JOB: Return the lines below verbatim, beginning with the line that contains "Tag the crucifix visible above." and ending after the line that contains "917;403;1000;546".

RECORDS SHOWN:
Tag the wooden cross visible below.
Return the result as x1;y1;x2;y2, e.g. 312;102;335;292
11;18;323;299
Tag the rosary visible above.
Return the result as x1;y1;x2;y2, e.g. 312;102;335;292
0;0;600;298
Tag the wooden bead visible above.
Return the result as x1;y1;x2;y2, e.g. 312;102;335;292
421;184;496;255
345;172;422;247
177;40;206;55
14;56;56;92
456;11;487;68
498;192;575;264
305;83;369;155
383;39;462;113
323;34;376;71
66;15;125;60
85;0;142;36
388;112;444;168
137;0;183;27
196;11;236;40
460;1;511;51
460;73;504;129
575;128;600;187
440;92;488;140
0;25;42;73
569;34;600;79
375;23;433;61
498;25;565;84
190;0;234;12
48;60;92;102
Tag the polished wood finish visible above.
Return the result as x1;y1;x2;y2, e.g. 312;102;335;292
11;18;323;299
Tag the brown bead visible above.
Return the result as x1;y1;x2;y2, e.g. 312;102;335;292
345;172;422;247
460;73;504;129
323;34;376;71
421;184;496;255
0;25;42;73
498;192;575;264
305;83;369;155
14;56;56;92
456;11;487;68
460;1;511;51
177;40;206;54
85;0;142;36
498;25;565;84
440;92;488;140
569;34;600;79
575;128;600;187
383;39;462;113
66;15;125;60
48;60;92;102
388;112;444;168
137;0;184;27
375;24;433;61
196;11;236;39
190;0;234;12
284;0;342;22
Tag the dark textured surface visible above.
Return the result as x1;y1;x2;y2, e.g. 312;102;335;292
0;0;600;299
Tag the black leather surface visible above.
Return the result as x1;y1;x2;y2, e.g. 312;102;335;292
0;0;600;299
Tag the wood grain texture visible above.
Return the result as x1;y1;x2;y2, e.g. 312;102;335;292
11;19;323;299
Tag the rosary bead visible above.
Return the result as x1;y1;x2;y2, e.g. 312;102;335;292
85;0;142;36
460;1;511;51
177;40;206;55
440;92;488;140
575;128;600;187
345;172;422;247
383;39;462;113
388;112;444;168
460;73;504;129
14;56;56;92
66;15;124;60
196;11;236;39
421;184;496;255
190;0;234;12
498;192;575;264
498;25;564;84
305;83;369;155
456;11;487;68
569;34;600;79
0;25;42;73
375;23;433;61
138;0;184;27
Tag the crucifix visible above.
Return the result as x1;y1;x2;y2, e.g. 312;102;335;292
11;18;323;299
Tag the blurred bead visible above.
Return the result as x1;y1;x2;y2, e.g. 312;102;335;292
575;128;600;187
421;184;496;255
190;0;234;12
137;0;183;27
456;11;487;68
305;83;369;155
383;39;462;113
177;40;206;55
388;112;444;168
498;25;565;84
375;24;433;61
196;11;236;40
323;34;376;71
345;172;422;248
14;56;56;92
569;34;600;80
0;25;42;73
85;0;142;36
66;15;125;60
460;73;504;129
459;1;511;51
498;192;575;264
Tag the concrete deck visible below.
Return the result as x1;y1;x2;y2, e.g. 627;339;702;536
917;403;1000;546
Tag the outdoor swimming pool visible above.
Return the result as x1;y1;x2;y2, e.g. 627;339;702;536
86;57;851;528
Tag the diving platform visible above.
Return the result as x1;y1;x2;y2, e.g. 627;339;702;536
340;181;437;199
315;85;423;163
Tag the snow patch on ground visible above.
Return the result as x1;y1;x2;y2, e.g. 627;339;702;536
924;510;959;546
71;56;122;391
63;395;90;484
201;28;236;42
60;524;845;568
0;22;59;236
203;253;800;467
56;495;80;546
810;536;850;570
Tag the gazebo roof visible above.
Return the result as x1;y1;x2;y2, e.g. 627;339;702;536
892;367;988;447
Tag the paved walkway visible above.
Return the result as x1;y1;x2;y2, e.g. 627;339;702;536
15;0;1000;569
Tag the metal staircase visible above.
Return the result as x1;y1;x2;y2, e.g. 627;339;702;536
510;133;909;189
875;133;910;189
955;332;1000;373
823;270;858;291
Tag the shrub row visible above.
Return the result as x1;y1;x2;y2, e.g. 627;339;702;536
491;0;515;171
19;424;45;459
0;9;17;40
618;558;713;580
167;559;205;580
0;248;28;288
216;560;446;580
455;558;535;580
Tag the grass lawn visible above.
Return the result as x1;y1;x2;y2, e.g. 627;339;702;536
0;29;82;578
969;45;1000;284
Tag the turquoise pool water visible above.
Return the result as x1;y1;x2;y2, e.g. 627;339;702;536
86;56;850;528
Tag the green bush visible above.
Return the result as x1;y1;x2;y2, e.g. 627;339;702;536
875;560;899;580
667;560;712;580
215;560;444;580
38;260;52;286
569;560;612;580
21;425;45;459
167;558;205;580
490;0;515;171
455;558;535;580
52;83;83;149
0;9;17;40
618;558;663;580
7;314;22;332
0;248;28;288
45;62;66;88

REPLY:
Tag the crucifix visible above.
Return the result as x1;y1;x2;y2, e.g. 312;102;335;292
11;18;323;299
Tag the blurred bead visible above.
Return the result as x1;y1;x2;y2, e.g. 312;102;335;292
575;128;600;187
421;184;496;255
190;0;234;12
137;0;183;27
456;11;487;68
305;83;369;155
383;39;462;113
177;40;206;55
388;112;444;168
498;25;565;84
375;24;433;61
196;11;236;40
323;34;376;71
345;172;422;248
14;56;56;92
569;34;600;80
0;25;42;73
85;0;142;36
66;15;125;60
460;73;504;129
459;1;511;51
498;192;575;264
Tag the concrete deck visible below.
Return the result as x1;y1;x2;y2, e.g. 627;339;702;536
917;403;1000;546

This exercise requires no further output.